Given information ->

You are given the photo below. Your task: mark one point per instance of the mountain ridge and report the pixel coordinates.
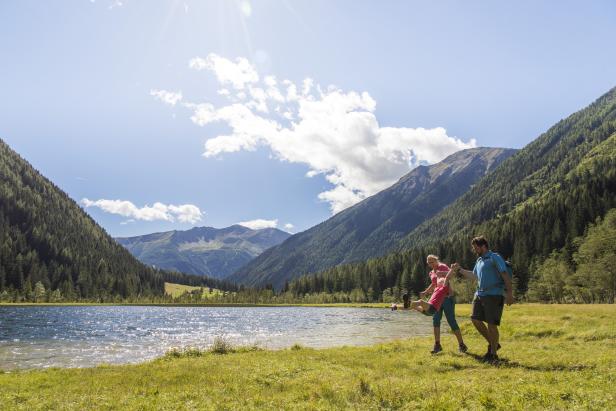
(214, 252)
(375, 225)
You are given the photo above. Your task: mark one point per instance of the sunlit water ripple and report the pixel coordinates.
(40, 337)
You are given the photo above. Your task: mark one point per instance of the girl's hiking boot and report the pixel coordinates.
(437, 348)
(491, 358)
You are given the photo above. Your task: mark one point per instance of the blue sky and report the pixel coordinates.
(160, 115)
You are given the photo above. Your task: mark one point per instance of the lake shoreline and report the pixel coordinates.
(78, 304)
(553, 357)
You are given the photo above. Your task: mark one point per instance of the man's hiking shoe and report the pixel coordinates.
(497, 348)
(491, 358)
(437, 348)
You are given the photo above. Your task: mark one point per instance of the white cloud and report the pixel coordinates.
(238, 73)
(259, 224)
(245, 8)
(185, 213)
(333, 132)
(167, 97)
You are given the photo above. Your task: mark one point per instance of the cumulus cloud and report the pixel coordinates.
(185, 213)
(167, 97)
(335, 133)
(238, 74)
(259, 224)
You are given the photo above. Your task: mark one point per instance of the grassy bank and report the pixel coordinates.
(554, 357)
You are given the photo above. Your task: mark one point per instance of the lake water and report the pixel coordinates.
(40, 337)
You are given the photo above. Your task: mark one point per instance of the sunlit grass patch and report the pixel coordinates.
(541, 368)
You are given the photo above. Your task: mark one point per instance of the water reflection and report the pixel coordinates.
(39, 337)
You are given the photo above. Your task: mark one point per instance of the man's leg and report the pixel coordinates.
(449, 307)
(493, 335)
(481, 327)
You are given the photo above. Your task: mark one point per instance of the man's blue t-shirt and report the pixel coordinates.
(487, 269)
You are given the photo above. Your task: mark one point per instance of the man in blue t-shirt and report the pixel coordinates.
(493, 290)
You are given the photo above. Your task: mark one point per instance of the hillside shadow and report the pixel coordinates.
(506, 363)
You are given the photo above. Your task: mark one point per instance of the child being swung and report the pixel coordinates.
(436, 300)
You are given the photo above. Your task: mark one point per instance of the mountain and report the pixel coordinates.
(374, 226)
(46, 237)
(51, 250)
(538, 203)
(203, 250)
(544, 196)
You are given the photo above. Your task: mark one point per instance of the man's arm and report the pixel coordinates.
(466, 273)
(508, 288)
(426, 291)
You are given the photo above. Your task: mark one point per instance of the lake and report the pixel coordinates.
(75, 336)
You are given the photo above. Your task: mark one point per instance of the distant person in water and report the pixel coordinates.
(494, 288)
(448, 306)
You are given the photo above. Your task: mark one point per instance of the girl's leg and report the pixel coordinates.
(449, 307)
(420, 306)
(436, 323)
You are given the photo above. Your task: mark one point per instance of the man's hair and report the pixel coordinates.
(480, 241)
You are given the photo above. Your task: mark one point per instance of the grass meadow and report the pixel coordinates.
(557, 357)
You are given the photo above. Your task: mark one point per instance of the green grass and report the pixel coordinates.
(555, 357)
(175, 290)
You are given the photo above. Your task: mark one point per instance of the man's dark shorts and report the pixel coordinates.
(488, 308)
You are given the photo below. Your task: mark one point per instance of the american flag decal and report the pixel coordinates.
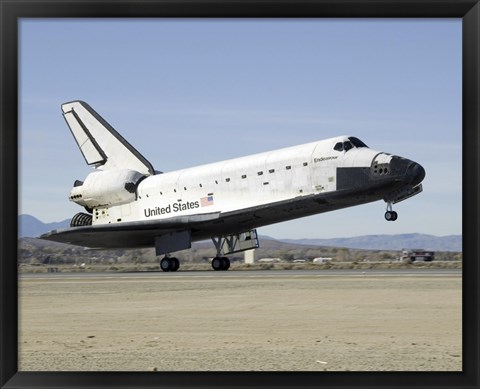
(206, 201)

Written problem -> Give the lines from the one containing "shorts and report the pixel coordinates." through the end of the rows as a JSON list of strings, one string per line, with blank lines omitted and the pictures left out.

Reply ->
[
  "You are given the photo above. Your task: mark one point per instance of the man's dark shorts and report the pixel coordinates.",
  "(488, 308)",
  "You are given the photo below. Your task: mark one point per instance of the american flag decal and report the pixel coordinates.",
  "(206, 201)"
]